- [GIVEN REQUEST]
Could you edit the items starting at the very first line and ending at the line containing "[160,345,642,665]", replacing "red car" with "blue car" and leaving everything else unchanged?

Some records
* Start *

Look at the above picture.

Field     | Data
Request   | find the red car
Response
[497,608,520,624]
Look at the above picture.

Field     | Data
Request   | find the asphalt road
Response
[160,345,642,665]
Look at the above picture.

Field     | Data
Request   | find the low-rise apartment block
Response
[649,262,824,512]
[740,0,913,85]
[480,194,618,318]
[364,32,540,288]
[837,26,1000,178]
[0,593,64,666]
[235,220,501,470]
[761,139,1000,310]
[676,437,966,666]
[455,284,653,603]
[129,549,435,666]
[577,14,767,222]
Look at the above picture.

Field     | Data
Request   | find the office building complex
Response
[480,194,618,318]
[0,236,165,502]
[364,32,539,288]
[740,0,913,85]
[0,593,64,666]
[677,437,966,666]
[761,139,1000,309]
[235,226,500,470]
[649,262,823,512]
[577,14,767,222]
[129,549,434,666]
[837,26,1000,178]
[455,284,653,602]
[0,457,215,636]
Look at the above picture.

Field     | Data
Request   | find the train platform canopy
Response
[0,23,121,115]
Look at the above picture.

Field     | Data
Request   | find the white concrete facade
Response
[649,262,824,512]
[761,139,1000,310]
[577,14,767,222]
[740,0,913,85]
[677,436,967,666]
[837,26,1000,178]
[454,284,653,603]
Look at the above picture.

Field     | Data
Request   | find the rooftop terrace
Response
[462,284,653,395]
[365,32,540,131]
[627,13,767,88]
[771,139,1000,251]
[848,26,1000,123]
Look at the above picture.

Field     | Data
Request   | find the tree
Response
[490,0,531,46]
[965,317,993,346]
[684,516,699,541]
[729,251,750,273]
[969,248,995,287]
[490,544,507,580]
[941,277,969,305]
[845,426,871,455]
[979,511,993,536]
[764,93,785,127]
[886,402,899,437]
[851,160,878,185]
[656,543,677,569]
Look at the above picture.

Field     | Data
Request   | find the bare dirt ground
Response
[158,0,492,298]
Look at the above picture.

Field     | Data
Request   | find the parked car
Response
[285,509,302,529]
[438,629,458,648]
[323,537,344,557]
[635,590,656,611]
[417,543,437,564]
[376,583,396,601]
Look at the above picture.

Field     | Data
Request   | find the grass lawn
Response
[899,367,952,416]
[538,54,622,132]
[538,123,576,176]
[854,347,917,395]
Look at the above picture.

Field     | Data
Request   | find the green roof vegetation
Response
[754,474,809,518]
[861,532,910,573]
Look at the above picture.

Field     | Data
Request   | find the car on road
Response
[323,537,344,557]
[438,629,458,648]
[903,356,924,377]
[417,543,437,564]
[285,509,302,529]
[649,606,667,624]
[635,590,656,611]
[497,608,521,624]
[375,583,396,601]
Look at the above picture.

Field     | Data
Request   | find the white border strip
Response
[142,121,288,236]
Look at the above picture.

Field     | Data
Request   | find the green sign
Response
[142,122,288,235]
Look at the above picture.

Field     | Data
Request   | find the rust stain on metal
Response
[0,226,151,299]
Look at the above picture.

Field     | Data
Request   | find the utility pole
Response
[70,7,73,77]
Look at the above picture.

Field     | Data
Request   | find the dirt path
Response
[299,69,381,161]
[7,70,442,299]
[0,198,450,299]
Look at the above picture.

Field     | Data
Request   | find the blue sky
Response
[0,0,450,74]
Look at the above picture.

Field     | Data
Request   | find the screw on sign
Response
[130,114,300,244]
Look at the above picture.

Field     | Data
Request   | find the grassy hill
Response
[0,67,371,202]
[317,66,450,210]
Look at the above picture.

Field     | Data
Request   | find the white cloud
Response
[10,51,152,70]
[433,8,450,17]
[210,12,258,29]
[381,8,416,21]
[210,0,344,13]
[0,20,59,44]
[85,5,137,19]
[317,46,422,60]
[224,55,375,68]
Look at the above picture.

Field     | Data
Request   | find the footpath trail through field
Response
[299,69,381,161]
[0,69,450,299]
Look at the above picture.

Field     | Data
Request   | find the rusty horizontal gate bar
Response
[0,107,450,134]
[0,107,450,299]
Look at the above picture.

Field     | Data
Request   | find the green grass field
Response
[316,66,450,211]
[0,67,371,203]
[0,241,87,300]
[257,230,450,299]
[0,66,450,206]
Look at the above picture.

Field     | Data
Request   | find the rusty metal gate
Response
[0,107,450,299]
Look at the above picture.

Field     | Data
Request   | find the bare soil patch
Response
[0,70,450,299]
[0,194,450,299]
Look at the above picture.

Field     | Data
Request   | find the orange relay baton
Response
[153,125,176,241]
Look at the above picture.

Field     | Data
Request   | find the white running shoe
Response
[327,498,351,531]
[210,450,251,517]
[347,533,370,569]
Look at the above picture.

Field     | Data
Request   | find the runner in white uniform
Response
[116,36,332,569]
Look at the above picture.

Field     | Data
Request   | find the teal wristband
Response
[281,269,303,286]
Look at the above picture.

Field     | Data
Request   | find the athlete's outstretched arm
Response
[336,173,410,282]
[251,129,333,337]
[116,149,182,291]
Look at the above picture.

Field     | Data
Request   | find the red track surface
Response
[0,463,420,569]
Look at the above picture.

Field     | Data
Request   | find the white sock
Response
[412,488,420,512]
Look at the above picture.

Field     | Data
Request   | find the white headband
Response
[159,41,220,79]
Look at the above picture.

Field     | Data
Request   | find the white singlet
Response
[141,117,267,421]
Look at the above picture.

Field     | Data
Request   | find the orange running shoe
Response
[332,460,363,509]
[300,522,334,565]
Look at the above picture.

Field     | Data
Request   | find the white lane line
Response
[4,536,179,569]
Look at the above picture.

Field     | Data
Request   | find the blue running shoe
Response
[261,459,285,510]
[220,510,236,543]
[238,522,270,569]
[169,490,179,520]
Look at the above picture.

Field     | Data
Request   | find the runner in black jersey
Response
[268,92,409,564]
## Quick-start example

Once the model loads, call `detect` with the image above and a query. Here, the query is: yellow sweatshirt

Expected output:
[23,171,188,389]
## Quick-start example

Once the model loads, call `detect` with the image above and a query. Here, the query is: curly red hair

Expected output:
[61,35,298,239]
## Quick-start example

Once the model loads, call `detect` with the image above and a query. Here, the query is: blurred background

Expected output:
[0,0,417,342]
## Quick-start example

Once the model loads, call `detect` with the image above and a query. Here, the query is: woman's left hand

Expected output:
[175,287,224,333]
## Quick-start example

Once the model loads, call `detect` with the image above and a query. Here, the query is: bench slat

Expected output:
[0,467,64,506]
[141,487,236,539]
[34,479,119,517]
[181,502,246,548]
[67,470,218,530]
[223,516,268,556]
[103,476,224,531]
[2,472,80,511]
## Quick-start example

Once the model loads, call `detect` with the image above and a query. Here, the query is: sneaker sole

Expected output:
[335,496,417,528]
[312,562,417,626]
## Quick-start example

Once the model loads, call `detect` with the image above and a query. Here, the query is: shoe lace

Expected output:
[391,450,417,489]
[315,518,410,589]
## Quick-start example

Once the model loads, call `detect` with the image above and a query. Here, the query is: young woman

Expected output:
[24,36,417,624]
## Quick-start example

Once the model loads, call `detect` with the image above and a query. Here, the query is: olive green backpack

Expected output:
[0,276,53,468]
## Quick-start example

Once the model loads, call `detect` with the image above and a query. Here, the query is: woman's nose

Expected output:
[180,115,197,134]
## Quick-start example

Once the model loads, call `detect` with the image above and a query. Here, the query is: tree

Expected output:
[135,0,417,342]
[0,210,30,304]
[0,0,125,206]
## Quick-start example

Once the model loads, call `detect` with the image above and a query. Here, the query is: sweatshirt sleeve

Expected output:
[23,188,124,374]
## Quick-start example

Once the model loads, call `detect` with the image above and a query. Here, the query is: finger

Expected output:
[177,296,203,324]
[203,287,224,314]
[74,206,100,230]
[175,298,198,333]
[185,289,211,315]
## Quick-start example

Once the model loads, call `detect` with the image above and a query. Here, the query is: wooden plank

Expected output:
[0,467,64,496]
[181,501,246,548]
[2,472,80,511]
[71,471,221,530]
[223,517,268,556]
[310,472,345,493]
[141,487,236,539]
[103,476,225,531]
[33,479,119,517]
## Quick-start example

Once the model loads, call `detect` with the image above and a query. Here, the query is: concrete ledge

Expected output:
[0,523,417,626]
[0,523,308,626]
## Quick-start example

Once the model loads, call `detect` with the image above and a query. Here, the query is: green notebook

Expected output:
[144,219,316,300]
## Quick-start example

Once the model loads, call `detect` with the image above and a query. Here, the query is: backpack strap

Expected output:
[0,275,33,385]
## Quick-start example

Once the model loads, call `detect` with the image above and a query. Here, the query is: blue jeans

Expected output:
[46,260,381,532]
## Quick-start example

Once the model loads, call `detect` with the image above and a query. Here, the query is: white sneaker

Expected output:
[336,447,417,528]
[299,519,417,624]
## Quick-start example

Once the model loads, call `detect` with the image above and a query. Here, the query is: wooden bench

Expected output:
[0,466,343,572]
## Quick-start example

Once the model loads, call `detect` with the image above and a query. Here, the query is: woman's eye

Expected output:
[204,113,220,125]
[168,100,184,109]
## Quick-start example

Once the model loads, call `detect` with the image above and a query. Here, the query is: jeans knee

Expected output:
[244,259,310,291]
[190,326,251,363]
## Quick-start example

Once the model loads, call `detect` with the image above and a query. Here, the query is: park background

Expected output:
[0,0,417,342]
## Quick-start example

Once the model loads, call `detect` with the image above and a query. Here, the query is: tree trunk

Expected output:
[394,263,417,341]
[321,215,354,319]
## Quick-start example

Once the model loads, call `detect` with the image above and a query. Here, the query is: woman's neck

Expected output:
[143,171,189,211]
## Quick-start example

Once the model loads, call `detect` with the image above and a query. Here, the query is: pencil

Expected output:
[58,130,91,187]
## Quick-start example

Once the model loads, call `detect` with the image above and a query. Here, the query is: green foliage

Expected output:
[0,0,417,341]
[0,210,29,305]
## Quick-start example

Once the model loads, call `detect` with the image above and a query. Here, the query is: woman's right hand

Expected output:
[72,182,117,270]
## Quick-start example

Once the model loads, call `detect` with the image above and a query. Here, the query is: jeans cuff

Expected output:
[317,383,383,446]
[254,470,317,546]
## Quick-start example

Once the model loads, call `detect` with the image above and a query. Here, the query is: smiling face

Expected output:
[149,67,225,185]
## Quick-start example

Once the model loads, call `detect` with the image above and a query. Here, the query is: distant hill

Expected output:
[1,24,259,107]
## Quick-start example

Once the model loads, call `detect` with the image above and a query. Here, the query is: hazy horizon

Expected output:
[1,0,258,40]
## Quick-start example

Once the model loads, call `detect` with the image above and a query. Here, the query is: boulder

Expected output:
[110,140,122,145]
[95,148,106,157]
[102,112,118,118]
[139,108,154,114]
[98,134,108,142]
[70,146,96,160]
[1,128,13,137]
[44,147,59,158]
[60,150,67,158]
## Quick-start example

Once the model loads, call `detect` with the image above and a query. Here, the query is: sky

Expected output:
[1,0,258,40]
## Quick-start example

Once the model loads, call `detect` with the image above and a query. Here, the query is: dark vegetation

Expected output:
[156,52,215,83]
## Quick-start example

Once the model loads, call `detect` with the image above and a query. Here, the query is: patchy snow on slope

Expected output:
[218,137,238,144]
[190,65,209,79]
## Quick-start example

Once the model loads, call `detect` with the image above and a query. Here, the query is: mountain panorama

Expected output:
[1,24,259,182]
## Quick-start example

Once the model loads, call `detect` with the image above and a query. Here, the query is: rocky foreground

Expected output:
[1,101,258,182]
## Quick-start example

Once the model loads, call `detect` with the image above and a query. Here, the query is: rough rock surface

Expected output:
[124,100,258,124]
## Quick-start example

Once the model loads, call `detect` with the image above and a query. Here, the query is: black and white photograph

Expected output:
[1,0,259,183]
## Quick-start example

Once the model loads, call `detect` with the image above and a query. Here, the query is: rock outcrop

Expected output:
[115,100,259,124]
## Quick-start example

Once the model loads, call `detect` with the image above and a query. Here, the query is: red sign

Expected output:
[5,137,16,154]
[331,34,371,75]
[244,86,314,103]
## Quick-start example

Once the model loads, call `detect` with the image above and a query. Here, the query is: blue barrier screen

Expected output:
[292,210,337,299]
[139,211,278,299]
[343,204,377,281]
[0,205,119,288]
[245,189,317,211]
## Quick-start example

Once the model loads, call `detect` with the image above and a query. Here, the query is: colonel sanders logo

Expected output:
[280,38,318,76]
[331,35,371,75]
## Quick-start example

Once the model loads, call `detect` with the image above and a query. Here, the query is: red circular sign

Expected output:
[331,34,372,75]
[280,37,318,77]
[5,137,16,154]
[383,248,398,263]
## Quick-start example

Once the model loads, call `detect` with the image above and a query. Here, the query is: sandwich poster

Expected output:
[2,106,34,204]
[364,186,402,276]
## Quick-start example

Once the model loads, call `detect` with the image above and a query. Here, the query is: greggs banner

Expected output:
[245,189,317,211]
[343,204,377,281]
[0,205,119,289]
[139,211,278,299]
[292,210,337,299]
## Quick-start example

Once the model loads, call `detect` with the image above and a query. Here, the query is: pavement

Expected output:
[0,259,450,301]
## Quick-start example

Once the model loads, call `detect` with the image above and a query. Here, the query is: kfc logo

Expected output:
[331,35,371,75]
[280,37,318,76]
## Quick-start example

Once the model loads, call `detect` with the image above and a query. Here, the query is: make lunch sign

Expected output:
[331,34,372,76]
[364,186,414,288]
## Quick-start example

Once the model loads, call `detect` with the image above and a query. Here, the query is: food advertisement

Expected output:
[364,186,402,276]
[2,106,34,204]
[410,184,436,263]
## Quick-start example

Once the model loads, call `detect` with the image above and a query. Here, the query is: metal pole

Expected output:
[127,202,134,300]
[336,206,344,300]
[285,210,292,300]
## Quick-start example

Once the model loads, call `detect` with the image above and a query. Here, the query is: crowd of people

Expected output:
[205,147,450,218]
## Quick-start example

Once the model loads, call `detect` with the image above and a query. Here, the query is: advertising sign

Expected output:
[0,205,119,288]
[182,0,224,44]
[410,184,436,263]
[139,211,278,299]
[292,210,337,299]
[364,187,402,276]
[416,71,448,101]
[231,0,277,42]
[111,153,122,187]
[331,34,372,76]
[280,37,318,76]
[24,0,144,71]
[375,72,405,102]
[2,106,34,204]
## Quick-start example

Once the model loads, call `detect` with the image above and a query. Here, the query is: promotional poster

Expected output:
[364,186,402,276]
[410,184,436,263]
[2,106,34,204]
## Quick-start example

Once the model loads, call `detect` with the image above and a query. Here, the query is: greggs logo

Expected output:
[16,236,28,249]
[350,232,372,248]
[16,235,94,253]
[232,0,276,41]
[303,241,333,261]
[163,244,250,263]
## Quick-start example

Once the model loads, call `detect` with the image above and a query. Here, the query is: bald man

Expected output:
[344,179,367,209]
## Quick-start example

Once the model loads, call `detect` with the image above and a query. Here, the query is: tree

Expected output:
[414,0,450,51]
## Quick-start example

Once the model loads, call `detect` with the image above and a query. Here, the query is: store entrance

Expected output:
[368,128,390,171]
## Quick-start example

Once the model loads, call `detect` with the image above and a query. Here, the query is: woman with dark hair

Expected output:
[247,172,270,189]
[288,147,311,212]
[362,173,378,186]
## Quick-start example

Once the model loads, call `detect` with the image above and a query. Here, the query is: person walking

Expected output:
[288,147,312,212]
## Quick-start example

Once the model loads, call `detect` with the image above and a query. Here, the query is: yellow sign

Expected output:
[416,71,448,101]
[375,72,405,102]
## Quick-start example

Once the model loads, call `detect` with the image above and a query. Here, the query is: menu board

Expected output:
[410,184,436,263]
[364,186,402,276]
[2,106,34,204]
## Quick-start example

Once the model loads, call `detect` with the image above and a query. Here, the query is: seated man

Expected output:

* End *

- [TASK ANSWER]
Look at the above picture.

Field     | Data
Request   | find the blue car
Response
[497,608,520,624]
Look at the above picture.

Field     | Data
Request   | find the asphalt road
Response
[160,345,642,665]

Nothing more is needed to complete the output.